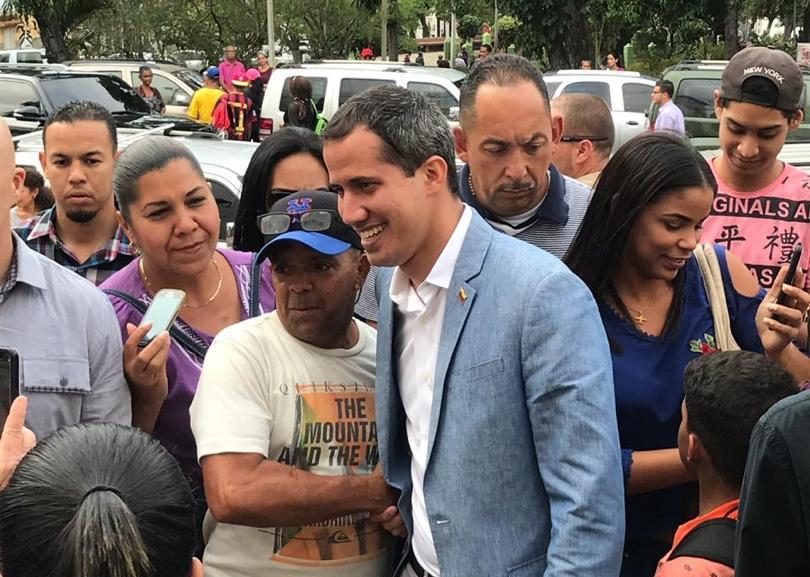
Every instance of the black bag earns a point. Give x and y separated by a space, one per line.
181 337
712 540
* * *
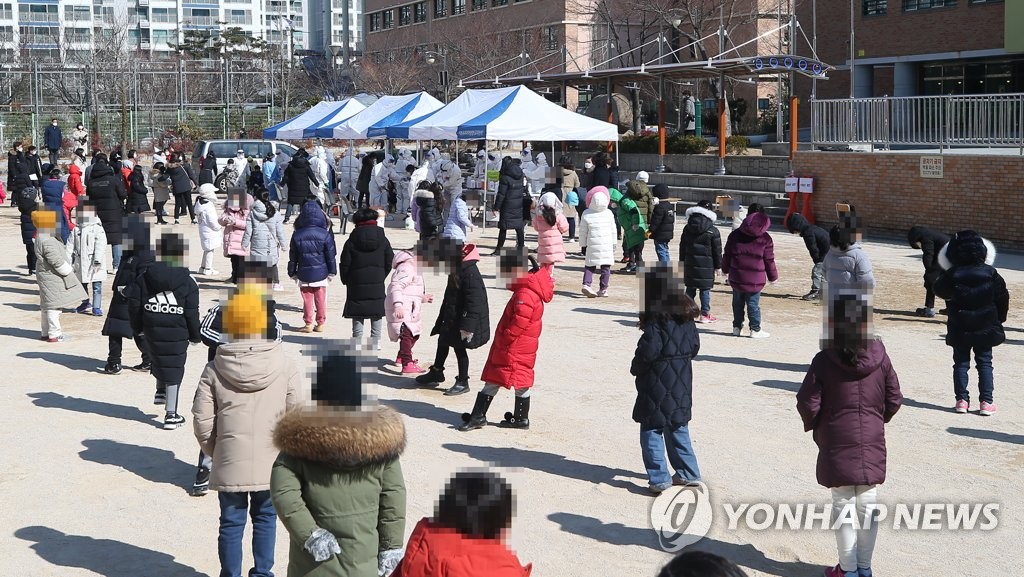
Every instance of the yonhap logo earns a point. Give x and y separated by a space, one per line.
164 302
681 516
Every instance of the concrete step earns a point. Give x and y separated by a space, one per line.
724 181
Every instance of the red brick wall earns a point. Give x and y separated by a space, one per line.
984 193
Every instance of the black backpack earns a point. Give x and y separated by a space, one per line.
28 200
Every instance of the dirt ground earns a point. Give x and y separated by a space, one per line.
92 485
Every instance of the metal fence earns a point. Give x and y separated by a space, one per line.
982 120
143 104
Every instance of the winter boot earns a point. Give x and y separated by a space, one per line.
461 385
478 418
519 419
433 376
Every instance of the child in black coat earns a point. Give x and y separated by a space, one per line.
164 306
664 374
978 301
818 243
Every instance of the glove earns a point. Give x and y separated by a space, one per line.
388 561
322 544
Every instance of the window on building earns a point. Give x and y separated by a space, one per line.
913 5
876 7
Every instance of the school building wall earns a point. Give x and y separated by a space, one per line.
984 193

▶ STATED EXERCISE
Pick out every line of the items above that contains the word "Give", and copy each such line in full. Case counts.

▶ SOLVED EXERCISE
Every instance of the black bag earns a point. Give x and y separated by a space, one per line.
Every instance of the yonhap logo earns a point. Give x and y separated by a space, one per line.
Every instance of the concrete step earns a point. Give x and y separated by a space, one per line.
Every instance of the red brick wall earns a point. Give x and y separated by a space, one per line.
Every instance of the black backpack earns a point. Give x and y separated by a space, one per line.
Every instance of the dirt ground earns a point. Give x and y separated by a space, one per line.
Every instance of the metal fence earns a point. Give x and y separated by a space, one per line.
Every instance of the winter boot earns a point. Give x and y separated by a space, one per line.
Every instance of the child in black coat earns a point. Give x and y separated by a space, one per line.
Every instance of the glove earns a point. Give x and y separated by a space, one per line.
Every instance of the window on building earns a point. Give x and y separated by a space, one per line.
Every instance of the school building wall earns a point. Give x and y separated by a space, one per line.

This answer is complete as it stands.